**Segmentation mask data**
━━━━━━━━━━━━━━━━━━━━━━━━━━━━━━

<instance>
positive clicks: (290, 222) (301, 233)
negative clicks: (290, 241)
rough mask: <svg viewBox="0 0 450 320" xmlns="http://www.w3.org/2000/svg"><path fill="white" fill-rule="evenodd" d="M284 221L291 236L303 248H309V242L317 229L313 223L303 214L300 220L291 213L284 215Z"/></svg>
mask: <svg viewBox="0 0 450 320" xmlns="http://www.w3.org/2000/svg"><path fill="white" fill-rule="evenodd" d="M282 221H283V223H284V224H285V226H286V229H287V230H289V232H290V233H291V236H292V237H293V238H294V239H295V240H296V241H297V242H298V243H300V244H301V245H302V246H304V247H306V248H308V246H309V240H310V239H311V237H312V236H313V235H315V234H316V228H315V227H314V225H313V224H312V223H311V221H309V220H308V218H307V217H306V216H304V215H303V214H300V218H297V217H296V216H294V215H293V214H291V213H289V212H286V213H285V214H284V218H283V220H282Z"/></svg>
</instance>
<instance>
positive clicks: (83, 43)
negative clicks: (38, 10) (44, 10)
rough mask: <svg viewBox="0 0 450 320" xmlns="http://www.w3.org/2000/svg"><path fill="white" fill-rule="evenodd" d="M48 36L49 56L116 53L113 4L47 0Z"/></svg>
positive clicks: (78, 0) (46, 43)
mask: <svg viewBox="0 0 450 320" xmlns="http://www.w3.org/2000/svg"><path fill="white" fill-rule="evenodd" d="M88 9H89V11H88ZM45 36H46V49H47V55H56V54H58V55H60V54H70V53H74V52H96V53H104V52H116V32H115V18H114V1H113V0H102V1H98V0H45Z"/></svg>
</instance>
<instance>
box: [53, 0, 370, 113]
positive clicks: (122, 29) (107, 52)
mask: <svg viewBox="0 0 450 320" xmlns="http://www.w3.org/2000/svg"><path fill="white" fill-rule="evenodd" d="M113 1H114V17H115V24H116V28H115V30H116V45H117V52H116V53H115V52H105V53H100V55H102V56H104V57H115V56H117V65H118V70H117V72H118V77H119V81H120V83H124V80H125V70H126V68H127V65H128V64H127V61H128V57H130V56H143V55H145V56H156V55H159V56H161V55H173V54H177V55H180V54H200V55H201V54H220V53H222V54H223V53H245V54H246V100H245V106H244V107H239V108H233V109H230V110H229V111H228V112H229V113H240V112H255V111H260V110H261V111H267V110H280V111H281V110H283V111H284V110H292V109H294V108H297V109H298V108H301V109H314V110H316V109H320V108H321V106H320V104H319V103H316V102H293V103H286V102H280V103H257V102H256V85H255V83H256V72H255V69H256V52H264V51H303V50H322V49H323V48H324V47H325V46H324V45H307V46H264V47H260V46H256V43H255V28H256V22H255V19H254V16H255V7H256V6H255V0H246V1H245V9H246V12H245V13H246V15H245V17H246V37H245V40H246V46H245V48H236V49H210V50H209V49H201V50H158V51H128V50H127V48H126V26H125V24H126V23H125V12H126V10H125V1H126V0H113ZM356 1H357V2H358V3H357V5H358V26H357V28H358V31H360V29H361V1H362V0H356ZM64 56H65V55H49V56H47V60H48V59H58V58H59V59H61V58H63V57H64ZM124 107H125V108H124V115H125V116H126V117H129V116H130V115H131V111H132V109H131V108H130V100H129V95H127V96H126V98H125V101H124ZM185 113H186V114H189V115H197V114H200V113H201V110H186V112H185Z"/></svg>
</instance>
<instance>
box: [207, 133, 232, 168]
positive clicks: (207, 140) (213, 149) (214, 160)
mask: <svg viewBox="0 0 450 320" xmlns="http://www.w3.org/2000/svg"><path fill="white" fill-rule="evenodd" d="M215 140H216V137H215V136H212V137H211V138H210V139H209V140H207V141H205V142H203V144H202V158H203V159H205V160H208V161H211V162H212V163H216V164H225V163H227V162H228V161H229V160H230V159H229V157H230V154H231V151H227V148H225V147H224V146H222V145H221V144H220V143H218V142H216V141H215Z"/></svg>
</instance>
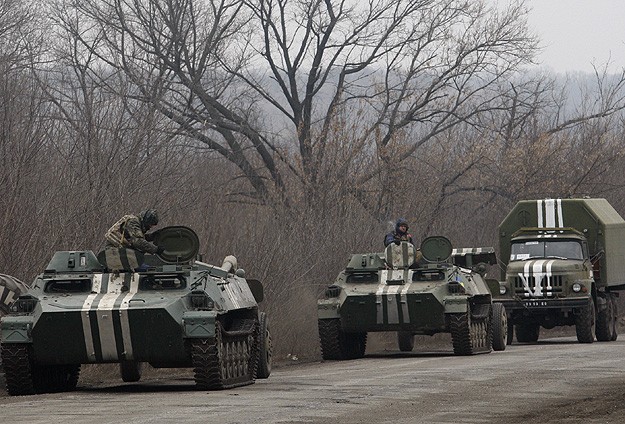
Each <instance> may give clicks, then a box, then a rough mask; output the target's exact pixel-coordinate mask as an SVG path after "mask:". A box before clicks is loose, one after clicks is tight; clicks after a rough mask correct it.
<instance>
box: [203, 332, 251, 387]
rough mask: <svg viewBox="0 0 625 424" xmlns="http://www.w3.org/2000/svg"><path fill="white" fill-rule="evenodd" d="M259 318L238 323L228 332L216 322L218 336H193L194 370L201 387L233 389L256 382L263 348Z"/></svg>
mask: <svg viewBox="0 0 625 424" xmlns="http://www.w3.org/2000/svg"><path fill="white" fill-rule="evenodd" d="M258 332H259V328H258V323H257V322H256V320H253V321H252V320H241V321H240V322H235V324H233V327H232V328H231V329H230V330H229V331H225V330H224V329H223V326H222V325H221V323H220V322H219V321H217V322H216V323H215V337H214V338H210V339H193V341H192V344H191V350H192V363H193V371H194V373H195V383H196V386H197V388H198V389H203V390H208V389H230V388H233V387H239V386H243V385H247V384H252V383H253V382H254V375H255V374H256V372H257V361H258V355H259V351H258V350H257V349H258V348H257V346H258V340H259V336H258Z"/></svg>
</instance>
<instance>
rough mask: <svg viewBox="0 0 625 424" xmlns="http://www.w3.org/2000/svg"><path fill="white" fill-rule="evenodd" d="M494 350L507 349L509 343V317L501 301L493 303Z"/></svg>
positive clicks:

━━━━━━━━━━━━━━━━━━━━━━━━━━━━━━

Write out the listing again with "coarse mask" substituted for every "rough mask" and nothing else changed. Omit the pictures.

**Exercise result**
<instance>
positive clicks: (290, 222) (301, 233)
negative clicks: (290, 241)
coarse mask: <svg viewBox="0 0 450 320" xmlns="http://www.w3.org/2000/svg"><path fill="white" fill-rule="evenodd" d="M284 221L291 236L303 248H309V242L317 229L313 223L303 214L300 220L291 213L284 215Z"/></svg>
mask: <svg viewBox="0 0 450 320" xmlns="http://www.w3.org/2000/svg"><path fill="white" fill-rule="evenodd" d="M282 221H283V223H284V224H285V226H286V229H287V230H289V232H290V233H291V236H292V237H293V238H294V239H295V240H296V241H297V242H298V243H300V244H301V245H302V246H304V247H306V248H308V246H309V240H310V239H311V237H312V236H313V235H315V234H316V228H315V227H314V225H313V224H312V223H311V221H309V220H308V218H307V217H306V216H304V215H303V214H300V218H297V217H296V216H294V215H293V214H291V213H289V212H286V213H285V214H284V218H283V220H282Z"/></svg>
</instance>
<instance>
positive clicks: (83, 43)
negative clicks: (38, 10) (44, 10)
coarse mask: <svg viewBox="0 0 450 320" xmlns="http://www.w3.org/2000/svg"><path fill="white" fill-rule="evenodd" d="M48 36L49 56L116 53L113 4L47 0Z"/></svg>
positive clicks: (78, 0) (46, 43)
mask: <svg viewBox="0 0 450 320" xmlns="http://www.w3.org/2000/svg"><path fill="white" fill-rule="evenodd" d="M88 9H89V11H88ZM45 36H46V49H47V55H56V54H58V55H60V54H70V53H74V52H96V53H104V52H116V32H115V18H114V1H113V0H102V1H98V0H45Z"/></svg>
</instance>
<instance>
box: [53, 0, 370, 113]
positive clicks: (122, 29) (107, 52)
mask: <svg viewBox="0 0 450 320" xmlns="http://www.w3.org/2000/svg"><path fill="white" fill-rule="evenodd" d="M113 1H114V17H115V24H116V28H115V30H116V45H117V52H116V53H115V52H105V53H100V55H102V56H104V57H115V56H117V65H118V70H117V72H118V77H119V81H120V83H124V80H125V70H126V68H127V65H128V64H127V61H128V57H130V56H143V55H145V56H156V55H159V56H161V55H173V54H177V55H180V54H200V55H201V54H220V53H222V54H223V53H245V54H246V100H245V106H244V107H239V108H233V109H230V110H229V111H228V112H229V113H240V112H255V111H260V110H261V111H267V110H280V111H281V110H283V111H284V110H292V109H294V108H297V109H298V108H301V109H314V110H316V109H320V108H321V106H320V104H319V103H316V102H293V103H286V102H280V103H257V102H256V85H255V83H256V72H255V69H256V52H264V51H303V50H322V49H323V48H324V47H325V46H324V45H307V46H264V47H260V46H256V43H255V28H256V22H255V19H254V16H255V7H256V6H255V0H246V1H245V9H246V12H245V13H246V15H245V17H246V37H245V40H246V46H245V48H236V49H210V50H209V49H201V50H158V51H128V50H127V48H126V26H125V24H126V23H125V12H126V10H125V1H126V0H113ZM356 1H357V2H358V3H357V5H358V26H357V28H358V31H360V29H361V1H362V0H356ZM64 56H65V55H49V56H47V60H48V59H58V58H59V59H61V58H63V57H64ZM124 107H125V108H124V115H125V116H126V117H129V116H130V115H131V111H132V109H131V108H130V100H129V95H127V96H126V98H125V101H124ZM185 113H186V114H189V115H197V114H200V113H201V110H186V112H185Z"/></svg>
</instance>
<instance>
box: [207, 133, 232, 168]
positive clicks: (207, 140) (213, 149) (214, 160)
mask: <svg viewBox="0 0 450 320" xmlns="http://www.w3.org/2000/svg"><path fill="white" fill-rule="evenodd" d="M215 140H216V137H215V136H212V137H211V138H210V139H209V140H207V141H205V142H203V144H202V158H203V159H205V160H208V161H211V162H212V163H216V164H225V163H227V162H228V161H229V160H230V159H229V157H230V154H231V151H227V148H225V147H224V146H222V145H221V144H220V143H218V142H216V141H215Z"/></svg>
</instance>
Each <instance> may give clicks, then a box, then a coarse mask; output the target's exact pixel-coordinate mask as an SVG path after "mask:". A box before clicks is loose, one after clicks is tight; clicks after a coarse mask correct it.
<instance>
box: [203, 332, 251, 387]
coarse mask: <svg viewBox="0 0 625 424" xmlns="http://www.w3.org/2000/svg"><path fill="white" fill-rule="evenodd" d="M259 318L238 323L228 332L216 322L218 336H193L194 370L201 387L233 389L256 382L263 348Z"/></svg>
mask: <svg viewBox="0 0 625 424" xmlns="http://www.w3.org/2000/svg"><path fill="white" fill-rule="evenodd" d="M258 332H259V328H258V323H257V322H256V320H253V321H252V320H241V321H240V322H235V324H233V327H232V328H231V329H230V330H229V331H225V330H224V329H223V326H222V325H221V323H220V322H219V321H217V322H216V323H215V337H214V338H210V339H193V341H192V344H191V350H192V363H193V371H194V373H195V383H196V386H197V388H198V389H203V390H208V389H230V388H233V387H239V386H243V385H247V384H252V383H253V382H254V375H255V374H256V372H257V361H258V355H259V351H258V350H257V349H258V348H257V346H258V340H259V336H258Z"/></svg>
</instance>
<instance>
coarse mask: <svg viewBox="0 0 625 424" xmlns="http://www.w3.org/2000/svg"><path fill="white" fill-rule="evenodd" d="M494 350L507 349L509 343V317L501 301L493 303Z"/></svg>
positive clicks:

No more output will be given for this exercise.